▶ _TASK TO COMPLETE_:
Reproduce the entries verbatim, from their first line up to and including the line with "(1054, 429)".

▶ _RAW DATA_:
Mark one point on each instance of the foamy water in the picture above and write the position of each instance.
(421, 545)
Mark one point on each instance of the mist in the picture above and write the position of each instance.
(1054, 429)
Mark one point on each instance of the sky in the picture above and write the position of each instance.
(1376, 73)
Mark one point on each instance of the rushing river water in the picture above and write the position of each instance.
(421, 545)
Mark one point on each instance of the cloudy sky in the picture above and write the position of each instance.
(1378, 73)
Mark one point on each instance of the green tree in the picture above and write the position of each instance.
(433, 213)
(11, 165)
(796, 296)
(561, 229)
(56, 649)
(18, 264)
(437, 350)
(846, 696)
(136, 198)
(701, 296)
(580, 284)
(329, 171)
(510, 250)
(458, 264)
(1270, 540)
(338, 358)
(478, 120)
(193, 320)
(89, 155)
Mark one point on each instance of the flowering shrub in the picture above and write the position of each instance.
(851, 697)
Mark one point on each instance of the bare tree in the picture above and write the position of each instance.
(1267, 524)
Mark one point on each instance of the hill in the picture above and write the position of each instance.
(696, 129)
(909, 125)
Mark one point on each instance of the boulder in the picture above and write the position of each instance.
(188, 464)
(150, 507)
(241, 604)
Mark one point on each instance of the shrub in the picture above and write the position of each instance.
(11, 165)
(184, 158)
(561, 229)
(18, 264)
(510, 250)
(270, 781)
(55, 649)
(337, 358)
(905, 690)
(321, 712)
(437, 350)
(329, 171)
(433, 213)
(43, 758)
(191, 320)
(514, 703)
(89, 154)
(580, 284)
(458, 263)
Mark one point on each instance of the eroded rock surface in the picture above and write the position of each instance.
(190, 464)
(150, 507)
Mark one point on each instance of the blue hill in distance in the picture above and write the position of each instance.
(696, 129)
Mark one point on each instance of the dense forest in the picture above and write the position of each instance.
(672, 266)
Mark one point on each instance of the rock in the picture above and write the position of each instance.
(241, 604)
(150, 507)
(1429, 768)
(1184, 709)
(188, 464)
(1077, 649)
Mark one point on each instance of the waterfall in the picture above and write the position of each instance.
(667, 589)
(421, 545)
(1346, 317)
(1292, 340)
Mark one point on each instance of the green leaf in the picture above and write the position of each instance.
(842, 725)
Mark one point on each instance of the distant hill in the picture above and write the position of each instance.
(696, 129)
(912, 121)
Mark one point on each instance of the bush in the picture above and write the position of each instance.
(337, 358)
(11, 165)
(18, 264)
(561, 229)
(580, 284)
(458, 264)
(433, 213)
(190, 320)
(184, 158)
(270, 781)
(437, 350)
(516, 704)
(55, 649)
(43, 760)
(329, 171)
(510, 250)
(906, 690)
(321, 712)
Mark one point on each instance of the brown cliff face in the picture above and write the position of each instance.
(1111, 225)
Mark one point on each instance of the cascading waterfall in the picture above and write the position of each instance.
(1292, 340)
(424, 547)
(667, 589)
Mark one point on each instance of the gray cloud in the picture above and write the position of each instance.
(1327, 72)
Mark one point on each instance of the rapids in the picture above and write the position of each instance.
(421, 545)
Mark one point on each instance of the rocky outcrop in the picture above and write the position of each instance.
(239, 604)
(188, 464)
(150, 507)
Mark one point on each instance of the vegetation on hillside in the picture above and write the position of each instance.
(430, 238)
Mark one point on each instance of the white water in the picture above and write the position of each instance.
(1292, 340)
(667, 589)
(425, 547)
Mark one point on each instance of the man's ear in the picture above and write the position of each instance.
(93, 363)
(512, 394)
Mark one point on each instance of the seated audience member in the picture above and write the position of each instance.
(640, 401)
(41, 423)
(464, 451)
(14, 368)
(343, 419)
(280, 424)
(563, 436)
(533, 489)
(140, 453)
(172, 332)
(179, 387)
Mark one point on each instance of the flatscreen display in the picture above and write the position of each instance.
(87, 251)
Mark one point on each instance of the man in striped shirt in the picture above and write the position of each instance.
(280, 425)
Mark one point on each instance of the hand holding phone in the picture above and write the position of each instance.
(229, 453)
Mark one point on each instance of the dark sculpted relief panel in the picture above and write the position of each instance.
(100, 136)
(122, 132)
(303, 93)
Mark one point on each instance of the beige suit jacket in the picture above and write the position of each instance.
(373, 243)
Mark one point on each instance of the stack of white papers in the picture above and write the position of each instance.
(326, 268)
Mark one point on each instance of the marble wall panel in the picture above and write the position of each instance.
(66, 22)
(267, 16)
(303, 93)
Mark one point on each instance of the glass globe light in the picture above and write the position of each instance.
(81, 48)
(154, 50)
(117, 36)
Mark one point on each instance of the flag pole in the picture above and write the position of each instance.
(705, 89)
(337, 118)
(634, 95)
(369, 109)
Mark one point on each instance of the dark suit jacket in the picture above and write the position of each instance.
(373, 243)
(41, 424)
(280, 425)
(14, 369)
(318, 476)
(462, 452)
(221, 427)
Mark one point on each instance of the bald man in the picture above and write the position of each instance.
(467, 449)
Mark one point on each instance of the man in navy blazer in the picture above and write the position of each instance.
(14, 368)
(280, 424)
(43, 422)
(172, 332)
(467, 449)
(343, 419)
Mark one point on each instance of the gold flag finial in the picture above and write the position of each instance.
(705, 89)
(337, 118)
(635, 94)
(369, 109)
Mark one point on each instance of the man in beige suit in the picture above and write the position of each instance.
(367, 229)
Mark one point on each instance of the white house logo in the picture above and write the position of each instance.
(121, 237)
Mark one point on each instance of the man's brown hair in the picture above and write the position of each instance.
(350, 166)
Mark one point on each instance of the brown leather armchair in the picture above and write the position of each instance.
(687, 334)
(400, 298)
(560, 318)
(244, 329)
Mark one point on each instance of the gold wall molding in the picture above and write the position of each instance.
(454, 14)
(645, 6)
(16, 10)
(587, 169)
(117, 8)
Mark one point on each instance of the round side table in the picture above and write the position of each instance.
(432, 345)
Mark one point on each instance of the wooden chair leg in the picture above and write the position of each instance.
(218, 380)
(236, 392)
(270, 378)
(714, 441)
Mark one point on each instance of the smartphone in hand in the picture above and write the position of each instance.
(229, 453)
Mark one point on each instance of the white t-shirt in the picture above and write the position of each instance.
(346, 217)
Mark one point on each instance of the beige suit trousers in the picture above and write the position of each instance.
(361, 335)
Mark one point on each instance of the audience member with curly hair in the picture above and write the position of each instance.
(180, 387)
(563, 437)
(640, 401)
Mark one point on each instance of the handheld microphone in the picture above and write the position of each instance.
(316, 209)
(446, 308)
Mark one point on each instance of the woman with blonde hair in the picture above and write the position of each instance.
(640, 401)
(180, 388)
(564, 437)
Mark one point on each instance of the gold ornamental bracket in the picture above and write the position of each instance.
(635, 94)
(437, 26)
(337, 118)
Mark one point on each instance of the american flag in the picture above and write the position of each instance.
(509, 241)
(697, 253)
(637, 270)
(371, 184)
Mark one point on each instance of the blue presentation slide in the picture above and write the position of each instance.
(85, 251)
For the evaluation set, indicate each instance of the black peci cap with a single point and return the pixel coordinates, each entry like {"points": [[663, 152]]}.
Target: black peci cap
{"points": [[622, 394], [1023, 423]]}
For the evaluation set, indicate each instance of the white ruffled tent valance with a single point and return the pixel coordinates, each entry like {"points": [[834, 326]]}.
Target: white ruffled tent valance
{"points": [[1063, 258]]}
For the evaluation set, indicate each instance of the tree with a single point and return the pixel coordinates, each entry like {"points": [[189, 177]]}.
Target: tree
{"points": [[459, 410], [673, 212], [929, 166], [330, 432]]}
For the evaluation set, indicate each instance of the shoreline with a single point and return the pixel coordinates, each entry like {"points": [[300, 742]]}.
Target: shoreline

▶ _EXPECTED ANSWER_:
Mark one point on each instance of the foamy water in the picture above and write the position of each instance.
(421, 545)
Mark one point on each instance of the mist in the picture above and write the position of each instance.
(1054, 429)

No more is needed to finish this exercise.